Challenges:
**1)** Answer these questions from the text on the 2009 Tennessee State Tigers football team:
(a) Who was the offensive coordinator?
(b) Where did the team play its home games?
(c) In what place did the team finish in OVC play?
**2)** Put the lines of the entries into a Markdown table with the columns No. and Line, starting with the line that contains "like [804, 585]." and going on through the line that contains "[1019, 354]". Number each row and leave out blank lines.

--- BEGIN Document text ---

- Conference: Ohio Valley Conference
- Record: 4–7 (3–4 OVC)
- Head coach: James Webster (5th season);
- Offensive coordinator: Fred Kaiss (4th season)
- Co-defensive coordinator: Rod Reed (4th as DC; 7th overall season)
- Home stadium: LP Field

= 2009 Tennessee State Tigers football team =

American college football season

The 2009 Tennessee State Tigers football team represented Tennessee State University as a member of the a member of the Ohio Valley Conference (OVC) in the 2009 NCAA Division I FCS football season. The Tigers were led by fifth-year head coach James Webster and played their home games at LP Field. They finished the season 4–7 overall and 3–4 in OVC play to finish in sixth place.

--- END Document text ---
--- BEGIN Stored data ---

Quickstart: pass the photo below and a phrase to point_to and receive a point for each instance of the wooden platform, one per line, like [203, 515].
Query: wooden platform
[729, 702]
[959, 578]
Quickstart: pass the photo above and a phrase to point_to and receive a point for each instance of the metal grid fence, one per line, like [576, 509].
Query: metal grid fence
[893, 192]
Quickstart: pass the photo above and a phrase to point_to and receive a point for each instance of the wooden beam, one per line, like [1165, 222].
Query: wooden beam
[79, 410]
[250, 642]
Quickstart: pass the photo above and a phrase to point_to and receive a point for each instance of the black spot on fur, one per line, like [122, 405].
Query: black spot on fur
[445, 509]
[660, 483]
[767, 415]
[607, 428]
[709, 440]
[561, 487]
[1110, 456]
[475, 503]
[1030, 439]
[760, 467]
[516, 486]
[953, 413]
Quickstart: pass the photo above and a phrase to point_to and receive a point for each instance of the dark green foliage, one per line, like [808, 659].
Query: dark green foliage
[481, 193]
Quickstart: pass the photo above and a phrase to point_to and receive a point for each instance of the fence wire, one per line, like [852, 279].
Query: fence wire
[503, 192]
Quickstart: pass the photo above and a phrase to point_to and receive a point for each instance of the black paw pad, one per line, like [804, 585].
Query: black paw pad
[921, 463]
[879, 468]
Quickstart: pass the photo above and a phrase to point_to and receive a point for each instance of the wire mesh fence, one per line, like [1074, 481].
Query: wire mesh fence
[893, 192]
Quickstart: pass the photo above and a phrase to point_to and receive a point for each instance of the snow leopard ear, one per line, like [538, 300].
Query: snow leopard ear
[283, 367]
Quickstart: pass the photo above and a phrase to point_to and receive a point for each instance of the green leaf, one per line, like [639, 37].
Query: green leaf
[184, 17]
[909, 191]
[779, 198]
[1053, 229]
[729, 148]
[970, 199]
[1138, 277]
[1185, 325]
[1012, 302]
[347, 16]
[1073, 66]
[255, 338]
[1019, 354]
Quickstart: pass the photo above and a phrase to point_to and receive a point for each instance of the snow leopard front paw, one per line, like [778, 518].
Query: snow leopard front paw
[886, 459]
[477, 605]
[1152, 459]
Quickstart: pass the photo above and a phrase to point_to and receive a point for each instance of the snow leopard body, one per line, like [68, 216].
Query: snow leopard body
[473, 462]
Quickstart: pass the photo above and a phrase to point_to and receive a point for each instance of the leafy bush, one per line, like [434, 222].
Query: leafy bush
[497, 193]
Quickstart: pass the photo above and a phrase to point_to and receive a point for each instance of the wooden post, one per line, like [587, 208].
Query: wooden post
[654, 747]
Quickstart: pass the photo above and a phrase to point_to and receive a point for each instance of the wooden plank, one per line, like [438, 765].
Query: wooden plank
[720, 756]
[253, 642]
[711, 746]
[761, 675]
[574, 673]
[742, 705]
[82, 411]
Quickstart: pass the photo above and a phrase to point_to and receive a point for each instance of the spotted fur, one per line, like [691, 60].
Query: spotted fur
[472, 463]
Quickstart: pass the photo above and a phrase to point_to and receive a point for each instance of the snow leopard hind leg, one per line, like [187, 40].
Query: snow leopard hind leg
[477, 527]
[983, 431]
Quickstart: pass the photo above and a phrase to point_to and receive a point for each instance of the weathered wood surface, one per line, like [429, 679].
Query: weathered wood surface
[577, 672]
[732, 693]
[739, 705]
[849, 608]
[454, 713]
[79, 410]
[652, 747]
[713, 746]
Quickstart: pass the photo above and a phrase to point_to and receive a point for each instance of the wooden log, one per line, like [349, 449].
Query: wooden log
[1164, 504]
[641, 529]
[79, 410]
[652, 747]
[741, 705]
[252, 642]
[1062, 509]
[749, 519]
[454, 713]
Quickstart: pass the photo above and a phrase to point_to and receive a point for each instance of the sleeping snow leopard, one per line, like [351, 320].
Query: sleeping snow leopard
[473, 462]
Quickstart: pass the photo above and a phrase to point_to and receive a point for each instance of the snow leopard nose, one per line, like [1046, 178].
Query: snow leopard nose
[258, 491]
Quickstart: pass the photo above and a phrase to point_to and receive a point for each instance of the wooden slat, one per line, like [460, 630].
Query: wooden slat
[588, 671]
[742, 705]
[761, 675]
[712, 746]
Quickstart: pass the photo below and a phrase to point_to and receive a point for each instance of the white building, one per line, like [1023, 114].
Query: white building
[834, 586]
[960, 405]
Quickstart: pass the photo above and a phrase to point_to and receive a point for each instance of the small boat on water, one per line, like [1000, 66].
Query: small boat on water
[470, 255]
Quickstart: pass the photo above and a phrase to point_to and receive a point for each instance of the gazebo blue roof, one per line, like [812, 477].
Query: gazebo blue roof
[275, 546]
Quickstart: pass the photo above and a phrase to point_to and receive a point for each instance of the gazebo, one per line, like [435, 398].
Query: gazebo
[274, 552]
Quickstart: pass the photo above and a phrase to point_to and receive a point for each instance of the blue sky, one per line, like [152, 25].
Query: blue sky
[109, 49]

--- END Stored data ---

Solved tasks:
**1)**
(a) Fred Kaiss
(b) LP Field
(c) Sixth place

**2)**
| No. | Line |
|---|---|
| 1 | Quickstart: pass the photo above and a phrase to point_to and receive a point for each instance of the black paw pad, one per line, like [804, 585]. |
| 2 | Query: black paw pad |
| 3 | [921, 463] |
| 4 | [879, 468] |
| 5 | Quickstart: pass the photo above and a phrase to point_to and receive a point for each instance of the wire mesh fence, one per line, like [1074, 481]. |
| 6 | Query: wire mesh fence |
| 7 | [893, 192] |
| 8 | Quickstart: pass the photo above and a phrase to point_to and receive a point for each instance of the snow leopard ear, one per line, like [538, 300]. |
| 9 | Query: snow leopard ear |
| 10 | [283, 367] |
| 11 | Quickstart: pass the photo above and a phrase to point_to and receive a point for each instance of the green leaf, one per line, like [639, 37]. |
| 12 | Query: green leaf |
| 13 | [184, 17] |
| 14 | [909, 191] |
| 15 | [779, 198] |
| 16 | [1053, 229] |
| 17 | [729, 148] |
| 18 | [970, 199] |
| 19 | [1138, 277] |
| 20 | [1185, 325] |
| 21 | [1012, 302] |
| 22 | [347, 16] |
| 23 | [1073, 66] |
| 24 | [255, 338] |
| 25 | [1019, 354] |